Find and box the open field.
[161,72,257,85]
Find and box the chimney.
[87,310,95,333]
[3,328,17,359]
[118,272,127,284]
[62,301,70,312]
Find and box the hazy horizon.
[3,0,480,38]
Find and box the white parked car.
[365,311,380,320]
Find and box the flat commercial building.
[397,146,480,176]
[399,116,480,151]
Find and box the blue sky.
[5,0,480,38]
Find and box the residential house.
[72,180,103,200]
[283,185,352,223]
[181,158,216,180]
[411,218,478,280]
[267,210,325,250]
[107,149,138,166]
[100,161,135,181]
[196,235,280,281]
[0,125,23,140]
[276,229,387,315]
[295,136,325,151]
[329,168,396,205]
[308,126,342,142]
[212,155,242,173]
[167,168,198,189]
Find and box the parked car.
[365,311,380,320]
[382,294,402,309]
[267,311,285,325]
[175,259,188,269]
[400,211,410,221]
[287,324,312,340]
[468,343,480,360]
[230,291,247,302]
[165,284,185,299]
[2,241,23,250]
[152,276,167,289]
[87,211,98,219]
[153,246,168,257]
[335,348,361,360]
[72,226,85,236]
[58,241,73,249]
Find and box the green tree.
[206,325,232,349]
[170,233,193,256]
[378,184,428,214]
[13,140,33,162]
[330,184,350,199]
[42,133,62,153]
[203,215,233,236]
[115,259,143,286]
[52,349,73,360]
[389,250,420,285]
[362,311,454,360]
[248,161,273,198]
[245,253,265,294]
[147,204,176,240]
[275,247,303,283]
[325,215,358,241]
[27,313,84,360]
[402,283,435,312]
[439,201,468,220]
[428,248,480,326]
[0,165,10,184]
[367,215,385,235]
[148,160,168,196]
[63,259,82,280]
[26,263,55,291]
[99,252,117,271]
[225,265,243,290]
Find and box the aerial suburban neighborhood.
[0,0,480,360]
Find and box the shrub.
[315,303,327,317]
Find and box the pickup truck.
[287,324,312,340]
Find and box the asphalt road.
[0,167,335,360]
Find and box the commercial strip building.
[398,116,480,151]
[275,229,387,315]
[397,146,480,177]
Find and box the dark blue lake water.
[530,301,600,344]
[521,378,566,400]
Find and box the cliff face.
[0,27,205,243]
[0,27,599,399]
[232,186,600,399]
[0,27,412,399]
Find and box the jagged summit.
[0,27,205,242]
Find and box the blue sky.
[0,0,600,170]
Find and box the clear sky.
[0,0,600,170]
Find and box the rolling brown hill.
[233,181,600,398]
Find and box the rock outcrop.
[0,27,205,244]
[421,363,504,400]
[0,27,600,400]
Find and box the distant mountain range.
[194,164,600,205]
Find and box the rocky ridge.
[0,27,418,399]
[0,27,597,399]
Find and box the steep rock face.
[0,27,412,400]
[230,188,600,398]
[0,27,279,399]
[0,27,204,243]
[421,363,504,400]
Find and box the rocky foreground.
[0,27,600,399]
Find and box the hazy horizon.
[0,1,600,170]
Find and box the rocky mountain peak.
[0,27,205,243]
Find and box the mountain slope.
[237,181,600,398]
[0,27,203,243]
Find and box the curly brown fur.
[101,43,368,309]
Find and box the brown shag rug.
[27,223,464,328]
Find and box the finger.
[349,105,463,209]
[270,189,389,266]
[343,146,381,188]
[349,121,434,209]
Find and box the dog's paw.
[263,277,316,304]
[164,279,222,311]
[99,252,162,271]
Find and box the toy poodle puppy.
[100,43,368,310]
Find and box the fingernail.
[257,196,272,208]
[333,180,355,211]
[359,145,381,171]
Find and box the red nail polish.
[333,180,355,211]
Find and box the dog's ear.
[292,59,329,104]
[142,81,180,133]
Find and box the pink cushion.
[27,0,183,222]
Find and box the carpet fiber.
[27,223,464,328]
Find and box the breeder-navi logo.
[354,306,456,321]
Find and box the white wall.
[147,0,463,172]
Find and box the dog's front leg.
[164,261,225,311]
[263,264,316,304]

☆ ☆ ☆

TASK BRIEF: Express all of the records above as a two-column CSV with the header row request,boxes. Write one row for each request, holding its text and its answer, each in a single double-quoted field with any line breaks replaced by spaces.

TASK OUTPUT:
request,boxes
"Find and box the open field.","[161,72,257,85]"
"Find and box the chimney.","[87,310,95,333] [3,328,17,359] [118,272,127,284] [62,301,70,312]"
"Find and box the hazy horizon.","[3,0,480,38]"
"Find and box the white parked car.","[365,311,380,320]"
"Find and box the flat commercial building.","[397,146,480,176] [399,116,480,151]"
"Find and box the blue sky.","[5,0,480,38]"
"Find and box the residential house.","[72,180,103,200] [283,185,352,223] [181,158,216,180] [411,218,478,280] [267,210,325,250] [107,149,138,166] [100,161,135,181] [196,235,280,281] [0,125,23,140] [276,229,387,315] [295,136,325,151] [329,168,396,205] [308,126,342,142] [212,155,242,173] [167,168,198,189]"
"Find and box the parked car.","[365,311,380,320] [382,294,402,309] [267,311,285,325] [175,259,188,269] [400,211,410,221] [287,324,312,340] [468,343,480,360] [230,291,247,302] [165,284,185,299] [2,241,23,250] [152,276,167,289] [87,211,98,219] [153,246,168,257] [335,348,361,360] [72,226,85,236] [58,241,73,249]"
"Find and box the green tree.","[206,325,232,349] [170,233,193,256] [378,184,428,214] [13,140,33,162] [330,184,350,199] [42,133,62,153] [203,215,233,236] [115,259,143,286] [52,349,73,360] [389,250,420,285] [362,311,454,360] [248,161,273,198] [245,253,265,294] [147,204,176,240] [275,247,303,283] [325,215,358,241] [27,313,84,360] [402,283,435,312] [439,201,468,220] [428,248,480,326] [0,165,10,184] [367,215,385,235] [148,160,168,196] [63,259,82,280] [26,263,55,291] [99,252,117,271] [225,265,243,290]"
"Find and box the aerial suburban neighborhood.","[0,0,480,360]"
"Find and box the shrub.","[315,303,327,317]"
"Find and box the pickup truck.","[287,324,312,340]"
"Find and box the asphalt road.","[0,167,335,360]"
"Find and box the commercial strip building.","[398,116,480,151] [275,229,387,315] [397,146,480,177]"
"Find and box the dark blue lake water.","[530,301,600,344] [521,378,566,400]"
"Find and box the cliff face.","[0,27,205,243] [0,27,599,399] [232,186,600,399] [0,27,412,399]"
"Find and box the jagged summit.","[0,27,205,242]"
"Find and box the blue sky.","[0,0,600,170]"
"Find and box the clear sky.","[0,0,600,170]"
"Find and box the rolling brown hill.","[233,181,600,398]"
"Find and box the rock outcrop.","[0,27,205,244] [421,363,504,400] [0,27,600,400]"
"Find and box the distant mountain range.","[194,164,600,205]"
"Find and box the rocky ridge.","[0,27,418,399] [0,27,597,399]"
"Find and box the steep rock face.","[0,27,412,400] [230,188,600,398] [0,27,279,399] [0,27,204,243] [421,363,504,400]"
"Find and box the rocky foreground.","[0,27,600,399]"
"Find and box the hazy horizon.","[0,1,600,170]"
"Find and box the rocky mountain peak.","[0,27,205,243]"
"Find and box the mountain slope.","[237,181,600,398] [0,27,203,243]"
"Find and box the curly brown fur.","[101,43,368,309]"
"Find and box the brown shag rug.","[27,223,464,328]"
"Find and box the finger.","[349,105,463,209] [270,189,389,266] [343,146,381,188] [349,121,434,209]"
"Find and box the dog's paw.","[263,277,316,304] [164,279,222,311] [99,252,162,271]"
"Find and box the toy poodle puppy.","[100,43,368,310]"
"Find and box the fingernail.","[257,196,272,208] [333,180,355,211] [359,145,381,171]"
"Find and box the red nail polish.","[333,180,355,211]"
"Find and box the dog's ear.","[292,59,329,104] [142,81,180,133]"
"Find and box the pink cushion.","[27,0,183,222]"
"Find and box the carpet fiber.","[27,223,464,328]"
"Find and box the breeder-navi logo.","[354,306,456,321]"
"Find and box the white wall.","[147,0,463,172]"
"Find and box the dog's front leg.","[164,261,225,311] [263,264,316,304]"